### [Written task]
Write out the entire listing below exactly, with the pictures left out.

-- START Entries provided --

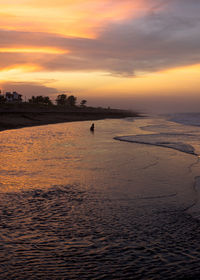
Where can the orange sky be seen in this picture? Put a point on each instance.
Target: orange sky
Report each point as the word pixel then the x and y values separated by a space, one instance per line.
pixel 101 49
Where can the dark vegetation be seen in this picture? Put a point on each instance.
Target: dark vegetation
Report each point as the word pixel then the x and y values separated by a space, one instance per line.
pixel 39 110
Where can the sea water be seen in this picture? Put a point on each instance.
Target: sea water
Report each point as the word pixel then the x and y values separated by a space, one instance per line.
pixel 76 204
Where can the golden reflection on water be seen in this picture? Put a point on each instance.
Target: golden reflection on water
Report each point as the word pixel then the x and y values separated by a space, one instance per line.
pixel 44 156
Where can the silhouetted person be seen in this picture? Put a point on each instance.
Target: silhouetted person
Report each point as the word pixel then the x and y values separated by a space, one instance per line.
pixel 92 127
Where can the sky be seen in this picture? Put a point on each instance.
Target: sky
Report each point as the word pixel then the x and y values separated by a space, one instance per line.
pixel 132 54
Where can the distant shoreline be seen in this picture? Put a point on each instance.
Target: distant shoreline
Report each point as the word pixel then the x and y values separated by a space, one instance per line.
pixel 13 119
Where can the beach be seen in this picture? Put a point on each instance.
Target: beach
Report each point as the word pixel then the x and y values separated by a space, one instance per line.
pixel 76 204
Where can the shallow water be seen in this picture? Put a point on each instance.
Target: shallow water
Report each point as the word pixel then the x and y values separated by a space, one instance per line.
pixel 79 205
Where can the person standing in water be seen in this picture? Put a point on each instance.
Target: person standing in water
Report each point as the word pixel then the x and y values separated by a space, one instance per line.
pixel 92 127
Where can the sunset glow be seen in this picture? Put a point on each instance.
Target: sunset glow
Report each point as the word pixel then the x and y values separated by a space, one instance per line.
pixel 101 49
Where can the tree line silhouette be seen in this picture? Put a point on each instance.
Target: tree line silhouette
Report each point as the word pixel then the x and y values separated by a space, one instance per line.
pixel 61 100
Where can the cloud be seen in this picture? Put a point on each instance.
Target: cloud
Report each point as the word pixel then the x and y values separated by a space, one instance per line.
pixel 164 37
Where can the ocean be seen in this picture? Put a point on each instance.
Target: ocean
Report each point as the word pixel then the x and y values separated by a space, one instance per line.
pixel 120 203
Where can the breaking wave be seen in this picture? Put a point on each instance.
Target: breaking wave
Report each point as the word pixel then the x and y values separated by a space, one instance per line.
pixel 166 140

-- END Entries provided --

### [The completed task]
Where can the orange sky be seen in this picture? Put a point on each instance.
Target: orange sky
Report each point as the word pixel then the x and y values separated by a space, one instance per line.
pixel 101 49
Where can the dark vegetation be seen in this picture? Put a point on each instance.
Target: dark vegetation
Report each point as the word pixel then the x and y values separated by a space, one instance per line.
pixel 39 110
Where can the sea water be seen in this picture? Put a point on each instance.
Target: sea water
Report each point as the word pixel then the x and y values separated by a space, one instance per line.
pixel 76 204
Where can the golden reflection on water be seen in this picture? Put a point on each instance.
Target: golden reflection on water
Report each point as the word pixel then the x and y values separated by a space, one instance per line.
pixel 44 156
Where can the silhouetted person be seen in this picture? Put a point on each instance.
Target: silhouetted person
Report each point as the word pixel then the x and y values separated by a space, one instance per line.
pixel 92 127
Where can the sky be seen in this picture? Put a point on each instance.
Target: sky
Report each point as the word pixel then the x and y values separated by a space, one instance per line.
pixel 132 54
Where can the distant shoreline be seen in this picture? Put a point on each instance.
Target: distant shoreline
Report each point as the word pixel then the x and y values separated by a space, one instance per line.
pixel 13 119
Where can the beach be seen in this picture? Put a point on each instance.
Target: beach
Report each point as the word pixel then the x and y values separated by a space, one instance per line.
pixel 76 204
Where can the shallow water be seen in this picture? Put a point on each instance.
Target: shallow water
Report each point as the word pixel then the x and y values separated by a space, one instance per line.
pixel 79 205
Where can the person standing in water be seen in this picture? Put a point on each instance.
Target: person standing in water
Report each point as the word pixel then the x and y values separated by a space, one instance per line.
pixel 92 127
Where can the sunset glow be seen in this picture? Put a point on each instance.
Target: sunset glow
Report each point as the word pixel then the x and y values separated by a space, one instance per line.
pixel 101 49
Where can the tree line silhouette be seen in this picture? Put a point on each instance.
Target: tree line silhouette
Report each point as the word pixel then the x and y values separated by a space, one instance per line.
pixel 61 100
Where can the cloud be seen in this picture? Put a point on each instance.
Target: cloud
Report each point as the word pixel then the x and y values separated by a space, one instance per line.
pixel 164 37
Where can the ocean be seen in this picture? Put a point on each instance.
Target: ocean
Report each point as the word pixel then the x and y values separated by a space, one instance per line.
pixel 120 203
Where can the breaking wave be seen in this picture? Put a point on each instance.
Target: breaking wave
Report each point as the word pixel then the x and y values separated by a space, one instance per line.
pixel 166 140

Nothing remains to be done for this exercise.